- **Problem to work on**: List each line in the entries that contains the string "every", matching case exactly.

---------- Supplied records

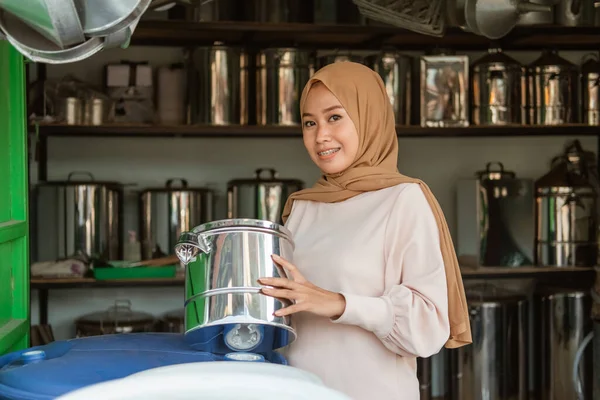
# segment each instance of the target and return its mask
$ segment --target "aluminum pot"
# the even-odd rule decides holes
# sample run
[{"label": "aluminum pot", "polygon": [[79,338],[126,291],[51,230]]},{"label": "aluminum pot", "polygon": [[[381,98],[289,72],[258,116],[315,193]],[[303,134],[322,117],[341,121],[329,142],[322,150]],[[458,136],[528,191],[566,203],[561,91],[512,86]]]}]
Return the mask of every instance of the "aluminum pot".
[{"label": "aluminum pot", "polygon": [[583,123],[600,125],[600,58],[597,53],[586,56],[581,65],[581,100]]},{"label": "aluminum pot", "polygon": [[[264,177],[263,172],[269,175]],[[300,180],[280,179],[274,169],[259,168],[254,179],[235,179],[227,183],[227,217],[281,223],[285,201],[303,187],[304,182]]]},{"label": "aluminum pot", "polygon": [[366,64],[379,74],[394,108],[397,125],[410,125],[412,96],[412,64],[410,57],[383,52],[369,56]]},{"label": "aluminum pot", "polygon": [[578,77],[575,64],[546,50],[527,72],[529,123],[559,125],[578,120]]},{"label": "aluminum pot", "polygon": [[185,336],[195,349],[215,354],[266,352],[296,338],[288,306],[260,293],[261,277],[285,277],[272,254],[292,260],[294,242],[283,226],[253,219],[209,222],[184,232],[175,246],[186,266]]},{"label": "aluminum pot", "polygon": [[[174,185],[177,180],[181,186]],[[214,192],[188,187],[185,179],[142,191],[139,204],[143,260],[173,254],[182,232],[214,219]]]},{"label": "aluminum pot", "polygon": [[92,259],[123,259],[123,185],[117,182],[48,181],[36,186],[33,229],[38,261],[84,254]]},{"label": "aluminum pot", "polygon": [[197,47],[188,65],[190,124],[248,123],[248,55],[244,50]]},{"label": "aluminum pot", "polygon": [[310,79],[312,53],[299,49],[262,50],[256,58],[256,122],[299,125],[300,97]]},{"label": "aluminum pot", "polygon": [[501,49],[471,67],[472,117],[475,125],[510,125],[526,121],[525,68]]}]

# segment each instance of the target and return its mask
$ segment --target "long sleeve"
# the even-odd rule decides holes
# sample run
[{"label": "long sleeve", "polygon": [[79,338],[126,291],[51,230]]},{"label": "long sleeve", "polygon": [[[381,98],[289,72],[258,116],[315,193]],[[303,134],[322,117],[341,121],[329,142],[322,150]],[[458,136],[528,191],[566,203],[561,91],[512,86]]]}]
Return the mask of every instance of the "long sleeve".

--------------------

- **Solution to the problem**:
Return the mask of every instance of the "aluminum pot".
Return the mask of every instance of the "long sleeve".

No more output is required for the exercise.